* _Available data_:
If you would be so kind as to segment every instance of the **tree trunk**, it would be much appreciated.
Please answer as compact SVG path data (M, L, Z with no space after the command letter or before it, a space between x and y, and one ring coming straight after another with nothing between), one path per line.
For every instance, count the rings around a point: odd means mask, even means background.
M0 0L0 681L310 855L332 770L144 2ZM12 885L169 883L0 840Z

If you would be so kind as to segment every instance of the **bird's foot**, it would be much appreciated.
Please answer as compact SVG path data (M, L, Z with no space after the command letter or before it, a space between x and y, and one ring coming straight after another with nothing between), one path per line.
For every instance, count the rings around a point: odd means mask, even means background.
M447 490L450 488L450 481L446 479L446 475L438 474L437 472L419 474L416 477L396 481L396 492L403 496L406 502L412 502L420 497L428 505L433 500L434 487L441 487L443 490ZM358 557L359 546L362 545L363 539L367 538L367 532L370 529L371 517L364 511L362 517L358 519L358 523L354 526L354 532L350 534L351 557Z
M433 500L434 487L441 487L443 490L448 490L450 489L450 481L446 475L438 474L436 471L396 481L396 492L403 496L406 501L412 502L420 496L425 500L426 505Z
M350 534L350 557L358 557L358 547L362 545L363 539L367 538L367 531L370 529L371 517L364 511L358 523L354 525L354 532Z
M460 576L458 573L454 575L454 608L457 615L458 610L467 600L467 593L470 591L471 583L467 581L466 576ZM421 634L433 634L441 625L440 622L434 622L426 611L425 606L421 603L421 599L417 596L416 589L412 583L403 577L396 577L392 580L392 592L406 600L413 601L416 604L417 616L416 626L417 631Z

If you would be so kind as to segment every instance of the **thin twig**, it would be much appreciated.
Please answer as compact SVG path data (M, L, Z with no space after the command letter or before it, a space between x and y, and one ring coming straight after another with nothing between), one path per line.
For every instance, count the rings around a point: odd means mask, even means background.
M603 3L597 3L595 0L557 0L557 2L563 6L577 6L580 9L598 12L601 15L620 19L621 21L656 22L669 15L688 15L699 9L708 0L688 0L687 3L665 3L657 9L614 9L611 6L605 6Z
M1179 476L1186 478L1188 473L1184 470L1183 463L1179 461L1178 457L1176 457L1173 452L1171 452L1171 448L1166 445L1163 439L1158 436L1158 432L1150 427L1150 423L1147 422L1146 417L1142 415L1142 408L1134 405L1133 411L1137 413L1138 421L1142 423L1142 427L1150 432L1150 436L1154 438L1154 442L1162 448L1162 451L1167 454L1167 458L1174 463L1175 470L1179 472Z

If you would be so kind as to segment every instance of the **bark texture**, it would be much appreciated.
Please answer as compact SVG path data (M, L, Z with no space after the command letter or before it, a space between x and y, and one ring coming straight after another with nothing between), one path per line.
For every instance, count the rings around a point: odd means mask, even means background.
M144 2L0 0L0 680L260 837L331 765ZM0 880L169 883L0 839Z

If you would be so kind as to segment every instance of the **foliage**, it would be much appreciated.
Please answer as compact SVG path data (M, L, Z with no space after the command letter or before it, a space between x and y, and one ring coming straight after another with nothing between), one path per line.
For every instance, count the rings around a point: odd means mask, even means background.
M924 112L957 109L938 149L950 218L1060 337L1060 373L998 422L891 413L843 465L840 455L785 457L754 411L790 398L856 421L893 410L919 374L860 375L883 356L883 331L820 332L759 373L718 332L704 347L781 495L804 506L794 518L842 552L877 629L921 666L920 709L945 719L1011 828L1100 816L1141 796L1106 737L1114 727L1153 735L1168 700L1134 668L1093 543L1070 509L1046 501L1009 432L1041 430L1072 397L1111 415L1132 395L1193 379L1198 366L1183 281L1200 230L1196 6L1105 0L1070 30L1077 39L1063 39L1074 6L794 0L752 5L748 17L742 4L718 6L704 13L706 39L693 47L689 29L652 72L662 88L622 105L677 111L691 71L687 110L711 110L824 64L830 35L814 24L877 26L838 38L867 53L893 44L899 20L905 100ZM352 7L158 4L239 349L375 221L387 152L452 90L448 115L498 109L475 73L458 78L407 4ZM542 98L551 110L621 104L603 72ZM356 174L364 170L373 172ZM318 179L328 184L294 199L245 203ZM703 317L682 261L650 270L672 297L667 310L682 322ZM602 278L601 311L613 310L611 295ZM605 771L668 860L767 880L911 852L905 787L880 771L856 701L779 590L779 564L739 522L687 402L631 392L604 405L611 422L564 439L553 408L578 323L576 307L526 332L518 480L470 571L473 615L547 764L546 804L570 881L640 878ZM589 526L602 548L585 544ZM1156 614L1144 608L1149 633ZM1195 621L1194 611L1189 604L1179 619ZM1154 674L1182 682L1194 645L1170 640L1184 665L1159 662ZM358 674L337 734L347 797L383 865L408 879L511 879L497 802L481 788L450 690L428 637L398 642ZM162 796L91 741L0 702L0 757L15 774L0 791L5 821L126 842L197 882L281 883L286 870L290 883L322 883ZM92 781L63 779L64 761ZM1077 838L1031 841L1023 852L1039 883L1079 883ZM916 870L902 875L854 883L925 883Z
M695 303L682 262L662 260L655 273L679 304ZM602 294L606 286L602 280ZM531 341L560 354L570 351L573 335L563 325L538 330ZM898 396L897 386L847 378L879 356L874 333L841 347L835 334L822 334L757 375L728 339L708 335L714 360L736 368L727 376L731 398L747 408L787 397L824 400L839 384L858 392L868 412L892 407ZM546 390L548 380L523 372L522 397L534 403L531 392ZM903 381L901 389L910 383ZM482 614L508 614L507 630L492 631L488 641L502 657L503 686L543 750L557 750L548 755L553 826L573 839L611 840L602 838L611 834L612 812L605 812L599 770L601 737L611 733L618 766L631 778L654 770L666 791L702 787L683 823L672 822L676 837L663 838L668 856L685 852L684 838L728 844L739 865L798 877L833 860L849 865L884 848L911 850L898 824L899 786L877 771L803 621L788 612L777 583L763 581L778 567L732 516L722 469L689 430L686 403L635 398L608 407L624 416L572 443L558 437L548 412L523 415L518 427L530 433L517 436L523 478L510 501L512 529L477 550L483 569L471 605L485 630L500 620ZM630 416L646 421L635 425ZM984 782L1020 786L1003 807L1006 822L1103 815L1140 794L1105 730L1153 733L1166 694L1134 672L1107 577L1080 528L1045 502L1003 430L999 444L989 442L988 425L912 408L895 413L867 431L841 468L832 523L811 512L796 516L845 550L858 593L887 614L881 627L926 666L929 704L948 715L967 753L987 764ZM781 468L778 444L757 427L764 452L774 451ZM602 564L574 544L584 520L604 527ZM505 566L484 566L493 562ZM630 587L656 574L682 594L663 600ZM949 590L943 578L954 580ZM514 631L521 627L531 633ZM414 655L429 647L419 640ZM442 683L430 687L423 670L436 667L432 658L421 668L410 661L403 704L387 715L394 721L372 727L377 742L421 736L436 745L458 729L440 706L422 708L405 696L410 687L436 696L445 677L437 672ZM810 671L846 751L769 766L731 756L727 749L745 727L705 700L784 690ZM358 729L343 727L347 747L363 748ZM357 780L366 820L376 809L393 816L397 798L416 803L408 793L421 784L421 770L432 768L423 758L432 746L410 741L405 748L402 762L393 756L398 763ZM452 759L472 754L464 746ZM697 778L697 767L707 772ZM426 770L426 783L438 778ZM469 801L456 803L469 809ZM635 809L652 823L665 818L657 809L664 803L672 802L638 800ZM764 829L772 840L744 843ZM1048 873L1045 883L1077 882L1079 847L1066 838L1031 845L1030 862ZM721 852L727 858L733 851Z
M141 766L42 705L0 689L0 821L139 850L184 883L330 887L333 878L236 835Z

* _What the task requires_:
What are the lines above, starting at the one with "texture**, it would be much appreciated." and ending at the one with "the **foliage**, it would be much appreciated."? Give them again exactly, and only them.

* _Solution for this task_:
If you would be so kind as to segment every instance of the **bark texture**, it would be much appreciated.
Please answer as compact SVG path data (M, L, Z with no space after the command letter or before it, a space between x and y, and one ring coming straight after another with nothing between), one path per line.
For every instance, count the rings around a point: odd means mask, even means background.
M144 2L0 0L0 680L260 837L331 765ZM0 880L169 883L0 839Z

If you would be so kind as to segment every instance of the **foliage**, it would be much appreciated.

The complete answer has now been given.